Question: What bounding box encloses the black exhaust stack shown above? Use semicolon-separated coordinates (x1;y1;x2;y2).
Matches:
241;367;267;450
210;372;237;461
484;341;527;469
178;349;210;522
__________
Copy out the material above line for line, without changing anything.

Question: What bounding box encloses the black exhaust stack shown above? Use semicolon-separated coordinates (x1;y1;x2;y2).
Matches:
241;367;267;450
210;372;237;461
484;341;527;469
178;349;210;522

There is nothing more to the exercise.